##### Listing #####
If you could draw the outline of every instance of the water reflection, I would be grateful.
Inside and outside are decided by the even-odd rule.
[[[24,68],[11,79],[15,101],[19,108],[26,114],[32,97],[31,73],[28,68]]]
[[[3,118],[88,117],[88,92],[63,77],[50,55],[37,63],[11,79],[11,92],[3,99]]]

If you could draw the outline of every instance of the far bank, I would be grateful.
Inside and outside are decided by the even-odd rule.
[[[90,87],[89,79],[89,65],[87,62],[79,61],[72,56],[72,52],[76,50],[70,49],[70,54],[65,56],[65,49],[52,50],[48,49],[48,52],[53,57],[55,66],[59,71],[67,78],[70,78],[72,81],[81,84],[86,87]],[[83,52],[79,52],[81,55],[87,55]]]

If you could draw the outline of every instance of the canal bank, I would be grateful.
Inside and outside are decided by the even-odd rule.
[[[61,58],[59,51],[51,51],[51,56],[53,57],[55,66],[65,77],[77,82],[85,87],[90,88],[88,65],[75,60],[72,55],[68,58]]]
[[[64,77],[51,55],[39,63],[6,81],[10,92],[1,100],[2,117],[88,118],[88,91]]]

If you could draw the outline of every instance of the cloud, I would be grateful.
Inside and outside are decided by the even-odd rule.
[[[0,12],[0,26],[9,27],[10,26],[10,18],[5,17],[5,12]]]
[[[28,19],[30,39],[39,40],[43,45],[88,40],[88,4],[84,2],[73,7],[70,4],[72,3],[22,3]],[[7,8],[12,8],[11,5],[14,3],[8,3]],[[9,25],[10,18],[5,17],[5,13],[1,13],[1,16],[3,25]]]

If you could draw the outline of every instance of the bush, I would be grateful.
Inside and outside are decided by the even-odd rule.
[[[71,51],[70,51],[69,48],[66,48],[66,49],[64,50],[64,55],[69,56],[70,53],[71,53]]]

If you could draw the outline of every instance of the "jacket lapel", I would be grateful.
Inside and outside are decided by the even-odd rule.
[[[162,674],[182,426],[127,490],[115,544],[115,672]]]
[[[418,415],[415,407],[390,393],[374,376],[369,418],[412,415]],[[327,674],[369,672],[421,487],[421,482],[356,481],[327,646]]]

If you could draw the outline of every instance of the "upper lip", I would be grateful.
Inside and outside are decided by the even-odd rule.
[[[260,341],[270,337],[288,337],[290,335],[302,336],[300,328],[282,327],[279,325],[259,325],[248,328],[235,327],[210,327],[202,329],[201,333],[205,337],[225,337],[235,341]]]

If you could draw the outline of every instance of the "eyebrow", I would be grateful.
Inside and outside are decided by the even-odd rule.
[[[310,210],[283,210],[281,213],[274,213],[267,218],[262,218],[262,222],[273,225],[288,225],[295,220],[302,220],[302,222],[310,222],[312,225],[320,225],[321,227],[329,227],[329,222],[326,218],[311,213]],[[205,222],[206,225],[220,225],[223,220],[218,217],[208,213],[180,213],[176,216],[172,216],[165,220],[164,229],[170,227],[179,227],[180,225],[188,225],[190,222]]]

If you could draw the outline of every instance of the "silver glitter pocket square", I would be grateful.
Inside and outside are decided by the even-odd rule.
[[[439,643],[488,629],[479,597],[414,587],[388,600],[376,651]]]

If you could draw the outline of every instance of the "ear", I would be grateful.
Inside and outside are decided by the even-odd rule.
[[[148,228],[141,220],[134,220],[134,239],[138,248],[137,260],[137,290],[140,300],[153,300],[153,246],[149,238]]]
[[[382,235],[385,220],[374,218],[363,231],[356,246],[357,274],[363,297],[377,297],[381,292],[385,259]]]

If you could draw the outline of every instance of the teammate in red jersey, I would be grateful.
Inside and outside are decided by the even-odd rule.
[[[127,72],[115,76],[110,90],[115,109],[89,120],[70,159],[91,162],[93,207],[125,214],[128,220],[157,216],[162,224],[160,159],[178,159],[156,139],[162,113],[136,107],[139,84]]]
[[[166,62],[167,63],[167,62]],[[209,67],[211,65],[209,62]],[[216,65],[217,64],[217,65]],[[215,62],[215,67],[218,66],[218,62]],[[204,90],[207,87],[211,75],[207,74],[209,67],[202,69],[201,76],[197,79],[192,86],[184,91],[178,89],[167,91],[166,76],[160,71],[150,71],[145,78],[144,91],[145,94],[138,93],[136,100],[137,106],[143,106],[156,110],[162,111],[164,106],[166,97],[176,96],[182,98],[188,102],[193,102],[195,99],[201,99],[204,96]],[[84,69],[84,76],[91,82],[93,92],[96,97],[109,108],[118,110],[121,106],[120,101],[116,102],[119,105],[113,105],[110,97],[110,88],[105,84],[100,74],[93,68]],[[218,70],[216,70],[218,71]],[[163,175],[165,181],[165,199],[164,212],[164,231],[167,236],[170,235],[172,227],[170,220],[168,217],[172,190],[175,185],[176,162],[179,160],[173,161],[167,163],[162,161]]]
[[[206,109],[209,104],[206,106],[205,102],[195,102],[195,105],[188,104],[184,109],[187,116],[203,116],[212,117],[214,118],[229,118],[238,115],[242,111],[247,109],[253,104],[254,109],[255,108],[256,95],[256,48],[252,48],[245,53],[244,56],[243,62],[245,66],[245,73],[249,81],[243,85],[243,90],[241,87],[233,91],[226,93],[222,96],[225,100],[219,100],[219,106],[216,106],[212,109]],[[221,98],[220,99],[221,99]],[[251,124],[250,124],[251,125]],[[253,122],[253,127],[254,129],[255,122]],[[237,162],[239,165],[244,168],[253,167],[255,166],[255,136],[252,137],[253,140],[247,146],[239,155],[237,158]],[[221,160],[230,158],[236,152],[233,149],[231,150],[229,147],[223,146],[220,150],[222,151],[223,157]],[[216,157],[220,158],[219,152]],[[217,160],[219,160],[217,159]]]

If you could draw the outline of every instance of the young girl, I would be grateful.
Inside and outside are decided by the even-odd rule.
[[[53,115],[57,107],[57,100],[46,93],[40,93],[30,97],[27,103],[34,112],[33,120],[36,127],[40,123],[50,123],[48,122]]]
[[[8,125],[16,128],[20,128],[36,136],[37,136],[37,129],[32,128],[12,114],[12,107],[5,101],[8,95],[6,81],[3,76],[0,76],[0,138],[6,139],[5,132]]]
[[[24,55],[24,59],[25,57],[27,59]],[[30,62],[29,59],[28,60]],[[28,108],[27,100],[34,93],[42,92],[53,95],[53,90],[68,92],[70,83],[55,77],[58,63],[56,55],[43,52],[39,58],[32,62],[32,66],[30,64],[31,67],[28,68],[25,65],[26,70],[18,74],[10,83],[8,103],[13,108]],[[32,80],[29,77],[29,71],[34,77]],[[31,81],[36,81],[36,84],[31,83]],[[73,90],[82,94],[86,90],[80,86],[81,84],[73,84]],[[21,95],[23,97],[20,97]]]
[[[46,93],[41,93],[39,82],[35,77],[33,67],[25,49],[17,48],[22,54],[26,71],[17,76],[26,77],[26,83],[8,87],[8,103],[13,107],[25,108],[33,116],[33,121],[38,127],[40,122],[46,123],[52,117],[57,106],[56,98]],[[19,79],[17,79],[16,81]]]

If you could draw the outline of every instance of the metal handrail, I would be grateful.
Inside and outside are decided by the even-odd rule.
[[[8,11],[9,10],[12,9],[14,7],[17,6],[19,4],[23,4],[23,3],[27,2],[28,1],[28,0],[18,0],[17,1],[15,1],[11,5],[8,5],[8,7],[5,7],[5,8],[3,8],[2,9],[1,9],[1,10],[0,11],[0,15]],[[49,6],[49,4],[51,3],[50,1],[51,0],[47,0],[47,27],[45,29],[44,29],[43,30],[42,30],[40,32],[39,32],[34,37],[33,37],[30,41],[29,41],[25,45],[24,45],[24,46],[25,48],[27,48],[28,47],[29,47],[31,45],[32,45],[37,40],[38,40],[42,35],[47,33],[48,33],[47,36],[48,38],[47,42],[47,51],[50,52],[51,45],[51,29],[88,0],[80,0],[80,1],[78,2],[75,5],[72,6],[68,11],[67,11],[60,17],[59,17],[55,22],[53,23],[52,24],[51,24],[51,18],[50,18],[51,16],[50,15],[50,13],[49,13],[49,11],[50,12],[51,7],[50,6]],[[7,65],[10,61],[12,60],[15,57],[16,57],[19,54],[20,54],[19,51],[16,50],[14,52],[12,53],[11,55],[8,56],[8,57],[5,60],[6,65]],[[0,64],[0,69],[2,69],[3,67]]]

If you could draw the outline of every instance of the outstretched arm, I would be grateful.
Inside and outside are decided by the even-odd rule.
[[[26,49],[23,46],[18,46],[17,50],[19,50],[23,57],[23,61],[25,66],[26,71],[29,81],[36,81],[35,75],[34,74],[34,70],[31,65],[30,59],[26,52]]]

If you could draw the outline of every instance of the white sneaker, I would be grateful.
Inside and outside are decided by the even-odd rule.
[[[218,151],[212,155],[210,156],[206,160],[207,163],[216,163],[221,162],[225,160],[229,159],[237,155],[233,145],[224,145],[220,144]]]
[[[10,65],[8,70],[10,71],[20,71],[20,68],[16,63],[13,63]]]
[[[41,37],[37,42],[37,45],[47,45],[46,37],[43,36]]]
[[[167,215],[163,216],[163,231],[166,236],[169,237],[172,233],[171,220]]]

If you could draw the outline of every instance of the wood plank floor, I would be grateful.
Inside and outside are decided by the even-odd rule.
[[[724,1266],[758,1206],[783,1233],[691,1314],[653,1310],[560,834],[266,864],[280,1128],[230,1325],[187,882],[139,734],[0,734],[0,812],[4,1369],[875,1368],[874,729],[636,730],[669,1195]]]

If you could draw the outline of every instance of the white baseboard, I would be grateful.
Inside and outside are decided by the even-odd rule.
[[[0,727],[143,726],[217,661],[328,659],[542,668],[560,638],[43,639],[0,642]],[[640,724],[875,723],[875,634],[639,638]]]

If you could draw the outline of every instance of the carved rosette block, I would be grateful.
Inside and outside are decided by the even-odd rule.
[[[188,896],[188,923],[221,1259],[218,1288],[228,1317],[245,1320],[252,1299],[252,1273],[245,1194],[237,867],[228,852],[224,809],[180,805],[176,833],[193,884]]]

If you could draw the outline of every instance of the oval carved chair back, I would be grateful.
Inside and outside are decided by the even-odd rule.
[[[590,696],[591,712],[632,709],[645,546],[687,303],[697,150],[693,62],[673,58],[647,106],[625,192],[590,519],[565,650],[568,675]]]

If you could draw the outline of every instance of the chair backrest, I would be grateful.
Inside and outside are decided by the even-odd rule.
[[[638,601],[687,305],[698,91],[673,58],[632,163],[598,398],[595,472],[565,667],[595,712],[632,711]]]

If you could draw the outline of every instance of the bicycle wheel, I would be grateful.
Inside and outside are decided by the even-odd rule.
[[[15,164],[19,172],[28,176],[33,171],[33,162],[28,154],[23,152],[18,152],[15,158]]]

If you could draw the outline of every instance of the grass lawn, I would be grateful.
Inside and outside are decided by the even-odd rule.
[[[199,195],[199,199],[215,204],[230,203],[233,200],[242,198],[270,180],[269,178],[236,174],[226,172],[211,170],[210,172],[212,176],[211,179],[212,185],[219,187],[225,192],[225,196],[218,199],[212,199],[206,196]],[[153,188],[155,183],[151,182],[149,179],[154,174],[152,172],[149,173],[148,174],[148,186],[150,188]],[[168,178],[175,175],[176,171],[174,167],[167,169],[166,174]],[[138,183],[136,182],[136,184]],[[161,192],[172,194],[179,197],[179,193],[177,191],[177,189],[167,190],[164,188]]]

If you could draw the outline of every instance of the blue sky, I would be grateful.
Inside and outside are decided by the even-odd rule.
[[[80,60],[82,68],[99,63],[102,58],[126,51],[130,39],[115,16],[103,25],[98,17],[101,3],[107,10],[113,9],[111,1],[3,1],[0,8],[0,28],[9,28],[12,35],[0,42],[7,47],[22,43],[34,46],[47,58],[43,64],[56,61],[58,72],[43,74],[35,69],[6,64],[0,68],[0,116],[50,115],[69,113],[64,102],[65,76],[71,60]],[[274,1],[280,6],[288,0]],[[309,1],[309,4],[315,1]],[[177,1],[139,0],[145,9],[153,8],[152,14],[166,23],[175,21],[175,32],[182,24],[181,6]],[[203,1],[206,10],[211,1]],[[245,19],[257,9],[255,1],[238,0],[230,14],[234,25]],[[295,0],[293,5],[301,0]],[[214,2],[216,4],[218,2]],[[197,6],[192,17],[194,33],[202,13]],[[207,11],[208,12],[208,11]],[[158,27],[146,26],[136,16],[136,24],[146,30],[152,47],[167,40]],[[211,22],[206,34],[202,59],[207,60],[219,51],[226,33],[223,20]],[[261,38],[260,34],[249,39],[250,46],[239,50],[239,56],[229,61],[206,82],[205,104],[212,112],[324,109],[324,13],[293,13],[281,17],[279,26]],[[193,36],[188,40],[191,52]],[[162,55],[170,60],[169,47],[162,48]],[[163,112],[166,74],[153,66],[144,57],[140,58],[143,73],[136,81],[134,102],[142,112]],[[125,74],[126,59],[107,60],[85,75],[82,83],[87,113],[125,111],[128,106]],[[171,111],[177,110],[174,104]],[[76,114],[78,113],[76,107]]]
#####
→ Given task: Pull out every line of the records above that contains the word "white". Letter case counts.

→ Solved problem:
If you could draw the outline of every instance of the white sneaker, I would be grateful.
If you could draw the outline of every instance of the white baseboard, I would be grateful.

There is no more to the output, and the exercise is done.